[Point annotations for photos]
────

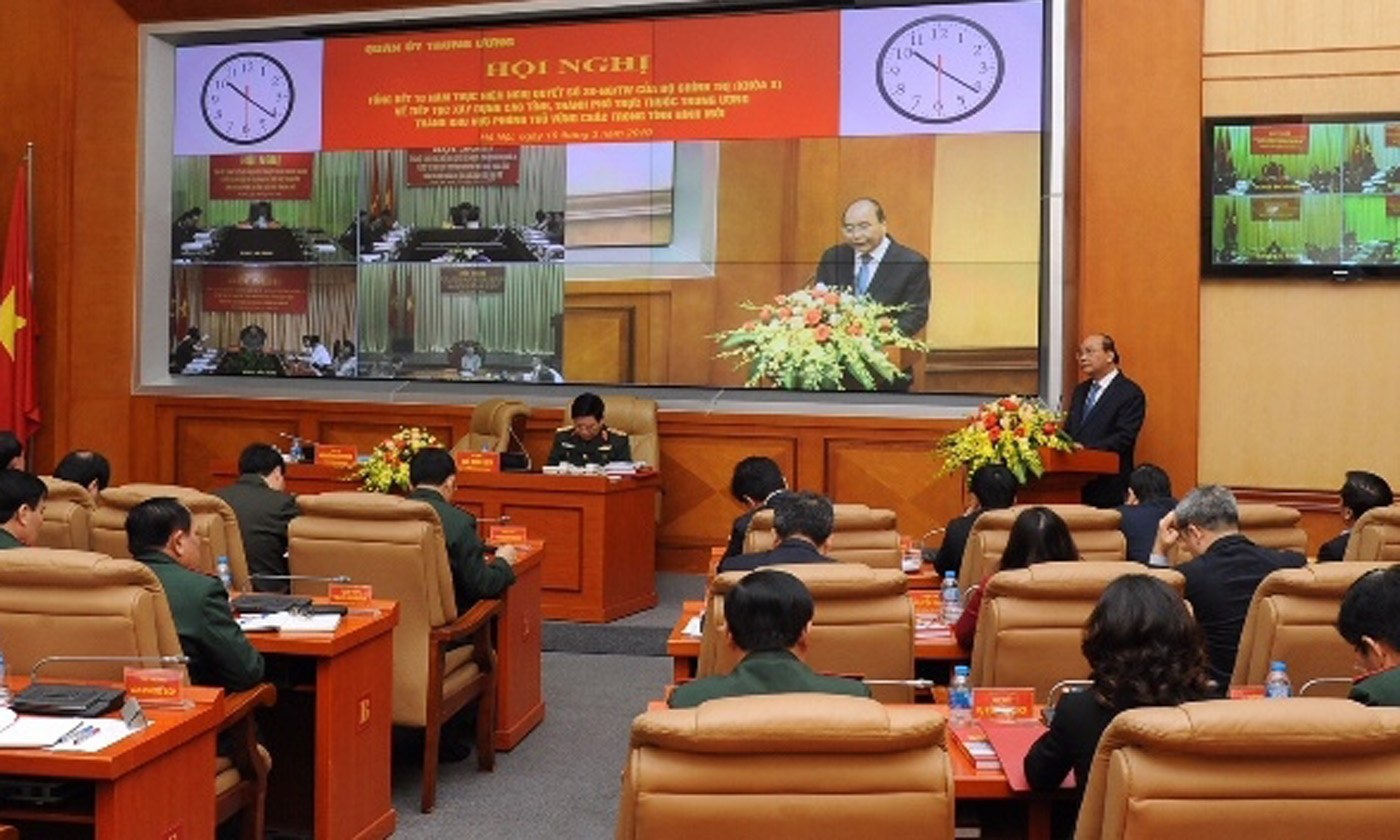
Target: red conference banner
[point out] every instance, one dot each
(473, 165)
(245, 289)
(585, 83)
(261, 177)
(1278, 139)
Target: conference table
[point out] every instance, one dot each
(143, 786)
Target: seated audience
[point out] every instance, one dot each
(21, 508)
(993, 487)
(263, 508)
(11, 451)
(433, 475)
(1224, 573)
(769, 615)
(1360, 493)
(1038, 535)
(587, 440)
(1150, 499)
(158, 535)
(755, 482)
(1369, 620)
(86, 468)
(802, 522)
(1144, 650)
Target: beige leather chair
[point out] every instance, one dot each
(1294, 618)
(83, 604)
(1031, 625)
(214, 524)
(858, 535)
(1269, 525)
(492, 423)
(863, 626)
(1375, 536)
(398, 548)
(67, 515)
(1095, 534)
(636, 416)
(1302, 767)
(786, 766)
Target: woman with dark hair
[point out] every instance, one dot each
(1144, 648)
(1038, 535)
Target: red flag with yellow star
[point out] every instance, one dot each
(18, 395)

────

Copy the part of the records that runs from the line containing "Target: seated audience" through the end of the records, substituting "tan leather chair" for "beige leather chair" and leaving everything else unchanged.

Target: seated audience
[point out] every instance, one dot each
(21, 508)
(993, 487)
(263, 508)
(11, 451)
(433, 475)
(1224, 573)
(769, 615)
(1360, 493)
(1038, 535)
(587, 440)
(1150, 499)
(158, 535)
(755, 482)
(1369, 620)
(86, 468)
(802, 522)
(1144, 650)
Target: tan leather chair
[point out] every instance, one dot each
(1294, 618)
(83, 604)
(1031, 625)
(214, 524)
(858, 535)
(1269, 525)
(492, 423)
(863, 626)
(1375, 536)
(398, 548)
(67, 515)
(1095, 534)
(636, 416)
(1302, 767)
(786, 766)
Target: woman with dark hair
[point out] every instance, one dot each
(1144, 648)
(1038, 535)
Target: red flag with yellow star
[point out] every instance, one dot each
(18, 395)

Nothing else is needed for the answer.